● Text provided
## start
The debate begins at 9 p.m. Eastern time on Fox News Channel.

It comes at a crucial point in this entirely unexpected GOP primary. Trump dominated the primaries of “Super Tuesday” this week, and now he has a significant lead over his top rival, Sen. Ted Cruz, R-Texas, in the race for Republican convention delegates.

But in a divided field, Trump has still won less than half of all the delegates awarded so far. That leaves his opponents with a viable – but risky and destructive – strategy. The only way to stop Trump from winning the Republican nomination may be to stop anyone from winning it: dividing up the delegates so that no one has a majority.

Then, the theory goes, the party would head into a chaotic, divided convention – the first true “floor fight” for any party in decades – and hope that a candidate other than Trump would emerge.

For Trump’s rivals, the next step in that battle will come Thursday.

The front-runner is likely to come under furious attack from Cruz and Sen. Marco Rubio , Fla., who have sought to portray Trump as a “con artist” hoodwinking voters with promises he can’t keep. They frequently mention “Trump University,” which was not a school but a series of real-estate seminars, and now is the subject of three lawsuits in which students say Trump bilked them with misleading promises.

Both Rubio and Cruz had given Trump a pass for months before turning on him at the last debate a week ago. A few days later, on “Super Tuesday,” Rubio said that those last-minute attacks had worked, and that they had cut into Trump’s leads in places like Virginia.

The problem was that Trump still won Virginia. And six other states.

Cruz, by contrast, won three of the states up for grabs that night. Rubio won just one.
## end
● Recorded data
## start
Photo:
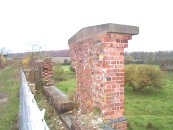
## end
● Stated task A
Answer these questions from the text on the Republican primary, one line each:
(i) When and on which channel does the debate begin?
(ii) What was "Trump University," according to the text?
(iii) How many states did Cruz win on "Super Tuesday"?
● Stated task B
Decide whether each statement agrees with the text on the Republican primary, and back each yes or no with a quotation from it:
(i) Trump has won more than half of all the delegates awarded so far.
(ii) Rubio and Cruz turned on Trump at the last debate.
(iii) Trump lost Virginia.

● Correct answer A
(i) At 9 p.m. Eastern time on Fox News Channel.
(ii) A series of real-estate seminars, not a school.
(iii) Three.

● Correct answer B
(i) No: "Trump has still won less than half of all the delegates awarded so far."
(ii) Yes: "Both Rubio and Cruz had given Trump a pass for months before turning on him at the last debate a week ago."
(iii) No: "The problem was that Trump still won Virginia."